▶ **Your goal**: Print the data below exactly as it stands, and keep the pictures out.

---------- Listed entries ----------

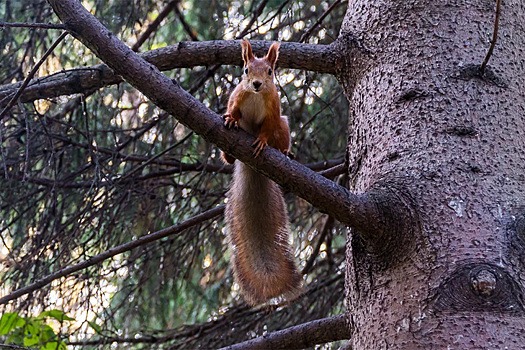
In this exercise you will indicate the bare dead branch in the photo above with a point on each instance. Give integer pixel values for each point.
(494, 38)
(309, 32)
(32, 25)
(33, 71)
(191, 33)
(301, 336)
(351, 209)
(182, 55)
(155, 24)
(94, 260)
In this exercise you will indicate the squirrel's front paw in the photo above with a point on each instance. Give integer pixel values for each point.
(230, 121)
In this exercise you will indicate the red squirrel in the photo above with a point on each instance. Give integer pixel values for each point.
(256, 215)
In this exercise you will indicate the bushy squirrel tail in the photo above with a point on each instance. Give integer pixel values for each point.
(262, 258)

----------

▶ **Response to this task**:
In this exercise you will indicate the bare dead branch in the photo above with a point on each instance. Give integer pixel values for each point.
(494, 38)
(309, 32)
(32, 25)
(33, 71)
(191, 33)
(301, 336)
(351, 209)
(182, 55)
(155, 24)
(94, 260)
In this exercise you will indicate the squirrel's front paw in the photo above with a point on each instance. Give integer pixel values for each point.
(230, 121)
In this exercise you will indicate the red squirrel in the photo above with a point on each instance. Give integer pixel values for each point.
(256, 215)
In this exercise you will indicate the bushy squirrel tail in the photo above with a point on each instance. Give integer pixel values for each point.
(262, 258)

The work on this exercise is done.